Extract each line of the listing below that contains the string "white".

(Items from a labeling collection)
· · ·
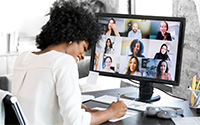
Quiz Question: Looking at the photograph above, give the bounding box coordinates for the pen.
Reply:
[188,86,197,98]
[190,75,196,106]
[196,79,200,90]
[117,92,120,101]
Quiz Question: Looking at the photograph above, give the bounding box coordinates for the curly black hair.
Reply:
[36,0,101,50]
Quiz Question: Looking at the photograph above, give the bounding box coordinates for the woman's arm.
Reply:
[91,101,127,125]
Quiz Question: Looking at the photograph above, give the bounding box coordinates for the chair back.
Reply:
[3,95,28,125]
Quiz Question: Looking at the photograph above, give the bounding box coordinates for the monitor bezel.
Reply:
[90,13,186,86]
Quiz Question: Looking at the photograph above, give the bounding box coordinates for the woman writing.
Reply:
[12,1,127,125]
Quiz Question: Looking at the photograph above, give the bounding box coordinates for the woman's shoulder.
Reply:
[134,71,142,76]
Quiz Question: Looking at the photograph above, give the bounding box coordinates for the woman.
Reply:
[12,1,127,125]
[155,60,172,80]
[105,18,120,36]
[102,56,114,73]
[129,39,144,57]
[126,56,141,76]
[154,44,170,61]
[156,21,172,41]
[104,38,114,54]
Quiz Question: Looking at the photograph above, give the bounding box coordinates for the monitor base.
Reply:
[122,81,160,103]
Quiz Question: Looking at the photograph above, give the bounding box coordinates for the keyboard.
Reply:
[92,95,154,112]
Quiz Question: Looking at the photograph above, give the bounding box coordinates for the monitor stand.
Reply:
[122,81,160,102]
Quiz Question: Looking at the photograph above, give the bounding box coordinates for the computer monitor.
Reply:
[90,13,185,100]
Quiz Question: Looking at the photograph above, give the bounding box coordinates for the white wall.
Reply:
[0,0,55,37]
[132,0,173,16]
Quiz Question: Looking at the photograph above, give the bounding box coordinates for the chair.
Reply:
[3,95,28,125]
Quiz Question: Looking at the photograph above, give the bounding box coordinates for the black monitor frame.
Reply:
[90,13,186,86]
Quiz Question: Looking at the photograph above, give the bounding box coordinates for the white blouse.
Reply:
[12,50,91,125]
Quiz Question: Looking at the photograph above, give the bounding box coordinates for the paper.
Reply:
[92,95,154,112]
[82,95,95,102]
[87,71,99,84]
[93,107,137,122]
[172,117,200,125]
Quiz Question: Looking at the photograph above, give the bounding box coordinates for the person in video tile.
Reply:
[154,44,170,60]
[104,38,114,54]
[154,60,172,80]
[128,23,142,39]
[126,56,141,76]
[102,56,114,73]
[105,18,120,36]
[129,39,144,57]
[156,21,172,41]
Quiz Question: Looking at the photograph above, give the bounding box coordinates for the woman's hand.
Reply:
[107,101,127,119]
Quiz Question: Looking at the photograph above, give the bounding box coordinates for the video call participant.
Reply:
[12,1,127,125]
[105,18,120,36]
[154,60,172,80]
[94,53,100,70]
[102,56,115,73]
[154,44,170,61]
[129,39,144,57]
[156,21,172,41]
[128,23,142,39]
[104,38,114,54]
[126,56,141,76]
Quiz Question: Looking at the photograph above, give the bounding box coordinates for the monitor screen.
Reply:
[90,14,185,85]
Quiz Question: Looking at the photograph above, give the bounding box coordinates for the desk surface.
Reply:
[82,87,200,125]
· · ·
## Output of the exercise
Quiz Question: Looking at the photograph above, give the bounding box coordinates for the white wall.
Quiz Question: Looking at the photograph above, give the bounding box coordinates for the white blouse.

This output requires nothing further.